# SET TASK
From the listing below, pull out and copy every line that contains the word "blue".

━━ INPUT FOR THIS TASK ━━

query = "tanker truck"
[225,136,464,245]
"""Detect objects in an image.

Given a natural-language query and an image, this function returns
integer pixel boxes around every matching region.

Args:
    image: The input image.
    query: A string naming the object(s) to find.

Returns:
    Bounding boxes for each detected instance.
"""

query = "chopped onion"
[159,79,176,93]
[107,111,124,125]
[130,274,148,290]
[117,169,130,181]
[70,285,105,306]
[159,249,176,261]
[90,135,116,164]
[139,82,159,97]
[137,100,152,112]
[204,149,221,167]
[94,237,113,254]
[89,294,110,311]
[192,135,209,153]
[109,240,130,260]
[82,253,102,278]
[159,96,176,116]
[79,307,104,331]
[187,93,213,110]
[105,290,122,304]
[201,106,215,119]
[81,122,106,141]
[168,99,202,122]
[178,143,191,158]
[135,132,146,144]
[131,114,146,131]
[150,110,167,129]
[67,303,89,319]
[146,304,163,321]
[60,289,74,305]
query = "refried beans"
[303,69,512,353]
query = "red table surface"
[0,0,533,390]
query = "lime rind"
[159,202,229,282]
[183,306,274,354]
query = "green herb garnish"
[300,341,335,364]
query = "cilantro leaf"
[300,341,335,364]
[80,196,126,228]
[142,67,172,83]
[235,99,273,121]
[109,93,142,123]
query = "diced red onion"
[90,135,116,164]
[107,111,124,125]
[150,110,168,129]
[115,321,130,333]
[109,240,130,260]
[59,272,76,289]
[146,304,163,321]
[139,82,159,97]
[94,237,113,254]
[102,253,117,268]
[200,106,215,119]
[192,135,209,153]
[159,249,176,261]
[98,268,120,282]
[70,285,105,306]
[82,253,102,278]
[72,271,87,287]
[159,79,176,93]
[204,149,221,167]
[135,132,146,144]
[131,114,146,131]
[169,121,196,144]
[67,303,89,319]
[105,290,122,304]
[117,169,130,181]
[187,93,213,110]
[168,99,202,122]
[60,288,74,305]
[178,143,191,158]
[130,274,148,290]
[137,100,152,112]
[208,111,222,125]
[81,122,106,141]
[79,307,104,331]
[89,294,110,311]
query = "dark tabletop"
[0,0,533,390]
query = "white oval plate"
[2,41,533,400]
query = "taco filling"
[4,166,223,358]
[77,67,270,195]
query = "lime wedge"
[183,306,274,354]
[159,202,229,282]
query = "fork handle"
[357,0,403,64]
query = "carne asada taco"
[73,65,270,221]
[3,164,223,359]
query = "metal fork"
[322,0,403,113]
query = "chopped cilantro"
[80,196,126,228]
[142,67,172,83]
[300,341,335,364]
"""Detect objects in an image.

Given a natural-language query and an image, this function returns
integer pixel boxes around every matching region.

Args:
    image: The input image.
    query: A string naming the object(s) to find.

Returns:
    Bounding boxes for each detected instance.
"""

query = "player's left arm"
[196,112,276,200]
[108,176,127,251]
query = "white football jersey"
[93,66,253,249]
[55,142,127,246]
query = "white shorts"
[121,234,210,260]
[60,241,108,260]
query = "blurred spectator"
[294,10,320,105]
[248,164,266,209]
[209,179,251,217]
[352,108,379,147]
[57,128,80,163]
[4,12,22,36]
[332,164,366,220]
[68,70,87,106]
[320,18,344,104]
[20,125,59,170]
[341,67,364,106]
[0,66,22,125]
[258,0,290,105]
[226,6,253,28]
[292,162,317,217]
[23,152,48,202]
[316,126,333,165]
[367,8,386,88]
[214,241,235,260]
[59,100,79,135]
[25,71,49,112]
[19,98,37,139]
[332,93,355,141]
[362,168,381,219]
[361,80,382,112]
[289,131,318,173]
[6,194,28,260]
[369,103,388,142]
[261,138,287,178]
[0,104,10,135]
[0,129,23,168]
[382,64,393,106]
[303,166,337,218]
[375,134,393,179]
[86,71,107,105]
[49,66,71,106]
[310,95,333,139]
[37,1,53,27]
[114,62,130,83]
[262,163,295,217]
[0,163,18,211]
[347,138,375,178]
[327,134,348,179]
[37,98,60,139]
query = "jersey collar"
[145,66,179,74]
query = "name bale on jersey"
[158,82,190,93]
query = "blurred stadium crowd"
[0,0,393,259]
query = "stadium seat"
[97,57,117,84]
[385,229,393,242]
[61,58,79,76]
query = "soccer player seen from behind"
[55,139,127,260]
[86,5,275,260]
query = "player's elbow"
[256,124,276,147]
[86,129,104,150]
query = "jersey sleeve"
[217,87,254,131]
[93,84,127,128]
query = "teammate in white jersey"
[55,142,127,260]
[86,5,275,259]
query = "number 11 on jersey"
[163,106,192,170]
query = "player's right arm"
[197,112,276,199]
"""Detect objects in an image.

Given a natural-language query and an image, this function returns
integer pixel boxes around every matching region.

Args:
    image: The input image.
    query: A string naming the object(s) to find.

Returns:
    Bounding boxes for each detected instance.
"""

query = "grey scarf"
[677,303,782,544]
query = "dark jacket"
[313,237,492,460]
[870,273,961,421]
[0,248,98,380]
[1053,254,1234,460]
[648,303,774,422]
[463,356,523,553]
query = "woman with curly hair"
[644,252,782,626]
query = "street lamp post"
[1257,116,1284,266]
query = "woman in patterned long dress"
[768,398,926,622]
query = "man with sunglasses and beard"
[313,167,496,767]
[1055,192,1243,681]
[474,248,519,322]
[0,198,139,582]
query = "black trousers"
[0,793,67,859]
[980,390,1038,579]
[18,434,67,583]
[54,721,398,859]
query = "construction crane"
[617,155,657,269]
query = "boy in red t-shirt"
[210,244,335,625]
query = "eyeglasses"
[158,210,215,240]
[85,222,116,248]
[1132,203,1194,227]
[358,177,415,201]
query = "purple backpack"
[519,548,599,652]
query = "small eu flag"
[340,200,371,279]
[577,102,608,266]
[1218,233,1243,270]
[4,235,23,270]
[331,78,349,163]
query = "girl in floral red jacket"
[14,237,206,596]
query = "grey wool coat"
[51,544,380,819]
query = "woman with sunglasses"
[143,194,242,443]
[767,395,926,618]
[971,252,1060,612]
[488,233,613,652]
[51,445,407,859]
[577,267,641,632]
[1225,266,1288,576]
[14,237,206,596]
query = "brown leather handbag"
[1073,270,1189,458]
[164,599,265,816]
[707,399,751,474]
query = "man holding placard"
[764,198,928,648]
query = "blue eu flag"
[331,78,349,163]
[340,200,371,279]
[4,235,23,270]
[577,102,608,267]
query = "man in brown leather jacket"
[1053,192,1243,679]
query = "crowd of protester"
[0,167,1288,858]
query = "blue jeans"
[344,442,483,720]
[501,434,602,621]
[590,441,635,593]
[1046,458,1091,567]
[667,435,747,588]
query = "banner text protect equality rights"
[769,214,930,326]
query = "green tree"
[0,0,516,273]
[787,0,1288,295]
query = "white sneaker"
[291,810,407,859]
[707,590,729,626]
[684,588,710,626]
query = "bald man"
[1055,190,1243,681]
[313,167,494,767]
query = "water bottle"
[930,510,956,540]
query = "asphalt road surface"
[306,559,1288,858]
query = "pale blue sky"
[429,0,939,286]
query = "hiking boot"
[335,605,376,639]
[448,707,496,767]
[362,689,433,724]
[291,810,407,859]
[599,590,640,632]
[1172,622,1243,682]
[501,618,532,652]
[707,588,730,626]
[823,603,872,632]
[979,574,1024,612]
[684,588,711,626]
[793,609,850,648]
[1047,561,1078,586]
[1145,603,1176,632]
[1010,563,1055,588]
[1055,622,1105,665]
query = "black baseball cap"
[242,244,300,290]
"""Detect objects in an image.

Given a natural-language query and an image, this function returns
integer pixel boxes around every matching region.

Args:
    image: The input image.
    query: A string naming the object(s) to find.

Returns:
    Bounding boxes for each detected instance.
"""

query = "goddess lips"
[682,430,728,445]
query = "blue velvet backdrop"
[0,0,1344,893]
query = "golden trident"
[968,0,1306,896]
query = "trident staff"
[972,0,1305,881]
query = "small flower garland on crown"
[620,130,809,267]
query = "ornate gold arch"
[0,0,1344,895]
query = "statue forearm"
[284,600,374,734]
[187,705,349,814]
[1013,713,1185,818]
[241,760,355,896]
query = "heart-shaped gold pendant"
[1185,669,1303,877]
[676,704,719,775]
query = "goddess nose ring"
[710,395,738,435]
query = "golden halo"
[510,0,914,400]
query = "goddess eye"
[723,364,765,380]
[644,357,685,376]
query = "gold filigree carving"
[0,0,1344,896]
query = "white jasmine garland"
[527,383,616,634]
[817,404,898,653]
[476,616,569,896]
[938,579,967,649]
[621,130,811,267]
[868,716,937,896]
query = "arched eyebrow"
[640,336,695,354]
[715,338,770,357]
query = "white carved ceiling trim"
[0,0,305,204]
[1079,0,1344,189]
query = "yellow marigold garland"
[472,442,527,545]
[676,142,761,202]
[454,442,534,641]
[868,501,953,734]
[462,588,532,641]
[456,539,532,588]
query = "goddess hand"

━━━

# WRITTEN SOLUTION
query = "blue eu flag"
query = "blue jeans"
query = "pale blue sky"
query = "blue velvet backdrop"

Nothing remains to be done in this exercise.